• **DOCUMENT EXCERPT**:
_ _ _ _ _

20. The Collateral Estoppel Order held that the Lady May is property of the Estate and that the sole owner of the Lady May is the Trustee, for the benefit of the Estate. (Collateral Estoppel Order ¶ 3.) On March 31, 2023, upon the consent of the HK Parties, the Court entered an amendment to the Collateral Estoppel Order (together with the Collateral Estoppel Memo and Collateral Estoppel Order, collectively, the “Collateral Estoppel Decision”), holding that another yacht, the Lady May II, is also property of the Estate. (HK ECF No. 183.)
21. On April 3, 2023, the Trustee filed the Motion for Partial Summary Judgment on Second Counterclaim (the “Second Motion for Summary Judgment”) and supporting documents, seeking summary judgment on his Second Counterclaim. (HK ECF No. 185.) On April 14, 2023, HK USA objected to the Second Motion for Summary Judgment. (HK ECF No. 203.)
22. Following a hearing on April 27, 2023, the Alter Ego Decision entered on May 18, 2023. (HK ECF No. 221.) Among other things, the Alter Ego Decision determined that:
a. HK USA is and was at all relevant times the alter ego of the Individual Debtor;
b. all property of HK USA at all relevant times to the present, including HK USA's interest in the Escrow Funds, is property of the Estate;
c. the HK Parties must deliver all property of HK USA to the Trustee on or before June 2, 2023; and
d. the Alter Ego Decision became effective immediately upon its entry and the Court retained jurisdiction with respect to its implementation, interpretation, and enforcement. (Id. at 36.)

_ _ _ _ _

• **INFORMATION PROVIDED**:
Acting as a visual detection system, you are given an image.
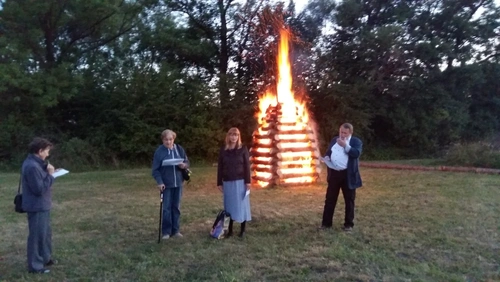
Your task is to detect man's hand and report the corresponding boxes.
[337,138,346,148]
[47,164,55,175]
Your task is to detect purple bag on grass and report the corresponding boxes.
[210,210,230,239]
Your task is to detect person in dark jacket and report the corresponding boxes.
[152,129,189,239]
[320,123,363,231]
[21,137,54,273]
[217,127,252,237]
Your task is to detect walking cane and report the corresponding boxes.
[158,191,163,244]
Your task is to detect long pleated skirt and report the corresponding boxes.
[222,179,252,223]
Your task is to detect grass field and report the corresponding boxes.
[0,167,500,281]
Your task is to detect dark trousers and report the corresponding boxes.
[27,211,52,271]
[321,170,356,227]
[161,187,182,235]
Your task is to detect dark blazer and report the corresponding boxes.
[325,136,363,189]
[21,154,54,212]
[217,146,250,186]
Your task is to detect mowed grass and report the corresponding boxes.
[0,168,500,281]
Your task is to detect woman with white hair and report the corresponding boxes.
[152,129,189,239]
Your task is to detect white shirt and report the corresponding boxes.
[330,136,351,170]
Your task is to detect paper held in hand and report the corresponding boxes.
[319,158,336,169]
[161,159,184,166]
[52,168,69,178]
[243,189,250,200]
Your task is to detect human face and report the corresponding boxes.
[38,147,50,160]
[339,126,352,140]
[162,134,174,149]
[229,132,240,144]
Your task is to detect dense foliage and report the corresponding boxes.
[0,0,500,170]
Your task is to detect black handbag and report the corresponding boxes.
[181,168,191,181]
[14,175,26,213]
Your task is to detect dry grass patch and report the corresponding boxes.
[0,167,500,281]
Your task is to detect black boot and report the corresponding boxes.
[226,219,234,237]
[238,221,247,237]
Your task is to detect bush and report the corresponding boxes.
[50,138,102,171]
[445,141,500,169]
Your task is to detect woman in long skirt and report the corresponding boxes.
[217,127,252,237]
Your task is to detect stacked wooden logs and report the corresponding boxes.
[250,104,320,186]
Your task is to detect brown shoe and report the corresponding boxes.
[342,226,352,232]
[45,259,57,266]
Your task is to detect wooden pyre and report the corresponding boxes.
[250,103,320,186]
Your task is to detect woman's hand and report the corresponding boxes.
[156,184,165,192]
[47,164,55,175]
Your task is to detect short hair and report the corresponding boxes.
[28,137,54,154]
[161,129,177,140]
[225,127,242,150]
[340,122,354,133]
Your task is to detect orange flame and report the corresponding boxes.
[254,29,317,187]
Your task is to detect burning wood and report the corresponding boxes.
[250,30,320,186]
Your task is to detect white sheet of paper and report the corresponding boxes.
[320,158,336,169]
[52,168,69,178]
[161,159,184,166]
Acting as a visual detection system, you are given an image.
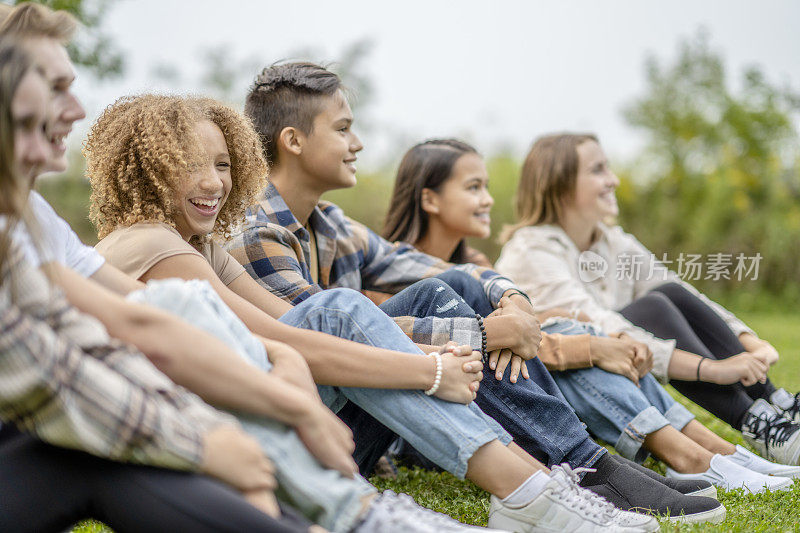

_ _ _ _ _

• **PROBLEMS TO WORK ON**:
(1) In the court order excerpt, on what date was the Alter Ego Decision entered?
(2) Write the next part of the court order excerpt about the Trustee and the HK Parties, picking up after its final sentence.
The listing is separate material with no connection to the court order excerpt.

• **ANSWERS GIVEN**:
(1) May 18, 2023.

(2)
23. On May 26, 2023, the HK Parties appealed the Alter Ego Decision. (See, generally, HK Int'l Funds Invs. (USA) Ltd. v. Despins ex rel. Kwok (In re Kwok), Case No. 23-cv-690 (KAD) (D. Conn. June 6, 2023), consolidated with Case No. 23-cv-458 (KAD) (D. Conn. Aug. 2, 2023).)
V. DISCUSSION
A. Legal Standard
The Trustee seeks summary judgment on the Crossclaim. Under Fed. R. Civ. P. 56(a), made applicable in the instant adversary proceeding by Fed. R. Bankr. P. 7056, a court “shall grant summary judgment if the movant shows that there is no genuine dispute as to any material fact and the movant is entitled to judgment as a matter of law.” While a movant “bears the initial responsibility of informing the district court of the basis for its motion, and identifying those portions of ‘the pleadings, depositions, answers to interrogatories, and admissions on file, together with the affidavits, if any,’ which it believes demonstrate the absence of a genuine issue of material fact,” a movant is not required to “support its motion with affidavits or other similar materials negating the opponent's claim.” Celotex Corp. v. Catrett ex rel. Catrett, 477 U.S. 317, 323 (1986).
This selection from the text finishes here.